■ **Requirement**: Could you write out again every line, starting with the line with "point: shoreline -- one" and going on through the end of the items, leaving the lines that aren't answers unchanged? In the answers, scale every point coordinate by 1.45 and round it to a whole number, with halves rounding up, and omit the pictures.
— start —
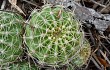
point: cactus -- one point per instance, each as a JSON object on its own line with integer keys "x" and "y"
{"x": 10, "y": 40}
{"x": 54, "y": 37}
{"x": 19, "y": 66}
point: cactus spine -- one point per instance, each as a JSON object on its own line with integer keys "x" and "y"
{"x": 54, "y": 37}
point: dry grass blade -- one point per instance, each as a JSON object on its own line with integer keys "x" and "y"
{"x": 104, "y": 56}
{"x": 13, "y": 3}
{"x": 97, "y": 65}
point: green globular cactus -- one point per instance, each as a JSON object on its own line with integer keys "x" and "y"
{"x": 19, "y": 66}
{"x": 54, "y": 37}
{"x": 10, "y": 40}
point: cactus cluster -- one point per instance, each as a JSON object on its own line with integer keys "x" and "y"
{"x": 10, "y": 40}
{"x": 19, "y": 66}
{"x": 55, "y": 38}
{"x": 52, "y": 37}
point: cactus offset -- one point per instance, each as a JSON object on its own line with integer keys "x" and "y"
{"x": 10, "y": 40}
{"x": 53, "y": 36}
{"x": 19, "y": 66}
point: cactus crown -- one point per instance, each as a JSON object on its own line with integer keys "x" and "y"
{"x": 53, "y": 36}
{"x": 10, "y": 41}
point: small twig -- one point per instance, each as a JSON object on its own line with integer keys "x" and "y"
{"x": 104, "y": 56}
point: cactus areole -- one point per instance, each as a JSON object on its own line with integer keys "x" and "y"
{"x": 10, "y": 41}
{"x": 54, "y": 37}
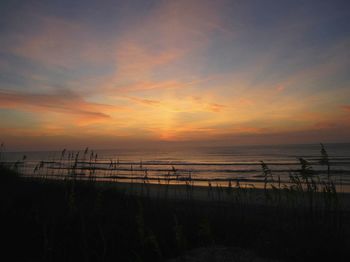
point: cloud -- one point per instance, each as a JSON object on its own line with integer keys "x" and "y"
{"x": 65, "y": 102}
{"x": 60, "y": 42}
{"x": 346, "y": 108}
{"x": 144, "y": 101}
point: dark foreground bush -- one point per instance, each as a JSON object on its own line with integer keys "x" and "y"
{"x": 80, "y": 221}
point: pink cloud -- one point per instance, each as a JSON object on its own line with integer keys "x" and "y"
{"x": 64, "y": 102}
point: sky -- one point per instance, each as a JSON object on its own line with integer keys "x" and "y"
{"x": 110, "y": 73}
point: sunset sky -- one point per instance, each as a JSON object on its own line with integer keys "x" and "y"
{"x": 105, "y": 73}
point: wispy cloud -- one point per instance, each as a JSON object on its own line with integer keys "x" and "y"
{"x": 65, "y": 102}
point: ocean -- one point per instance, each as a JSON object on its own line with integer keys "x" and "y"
{"x": 215, "y": 165}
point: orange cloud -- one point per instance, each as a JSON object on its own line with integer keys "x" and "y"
{"x": 149, "y": 102}
{"x": 346, "y": 108}
{"x": 65, "y": 102}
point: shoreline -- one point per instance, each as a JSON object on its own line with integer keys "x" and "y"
{"x": 215, "y": 194}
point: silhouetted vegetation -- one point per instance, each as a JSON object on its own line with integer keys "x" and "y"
{"x": 81, "y": 220}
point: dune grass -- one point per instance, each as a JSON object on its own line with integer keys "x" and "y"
{"x": 80, "y": 220}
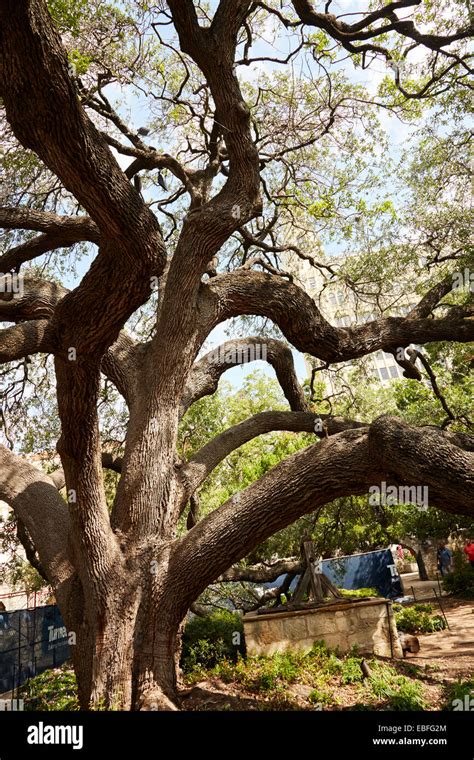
— end —
■ **Full answer**:
point: shoreline -- one point per instance, each as a JSON object on its own line with integer keys "x" and "y"
{"x": 312, "y": 281}
point: silhouetted vegetation -- one point per instance, each as a JSON object on its own line with integer keys "x" and "y"
{"x": 117, "y": 319}
point: dune grass -- one point per instance, each as a JSON object on its own line with integer keys "x" and "y"
{"x": 116, "y": 319}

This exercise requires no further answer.